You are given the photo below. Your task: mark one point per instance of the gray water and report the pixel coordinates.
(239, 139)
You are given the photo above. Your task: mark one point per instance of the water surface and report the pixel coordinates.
------------------------------
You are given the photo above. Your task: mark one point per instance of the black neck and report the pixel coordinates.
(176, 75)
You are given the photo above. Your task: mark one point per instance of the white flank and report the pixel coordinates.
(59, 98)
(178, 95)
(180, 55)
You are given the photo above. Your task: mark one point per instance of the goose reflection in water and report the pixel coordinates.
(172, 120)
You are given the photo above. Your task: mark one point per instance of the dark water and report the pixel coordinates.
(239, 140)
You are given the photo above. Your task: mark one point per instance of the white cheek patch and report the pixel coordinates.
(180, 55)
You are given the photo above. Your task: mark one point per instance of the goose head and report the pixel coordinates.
------------------------------
Try it>
Above are the records; print exactly the lines from the line with "You are given the photo below." to the line with "surface and report the pixel coordinates.", including both, and nothing else.

Written reply>
You are given the photo below. Your task: mark one point per instance of the gray water and report the pixel coordinates.
(239, 139)
You are given the photo above. Your task: mark one point per instance of the water surface and report the pixel coordinates.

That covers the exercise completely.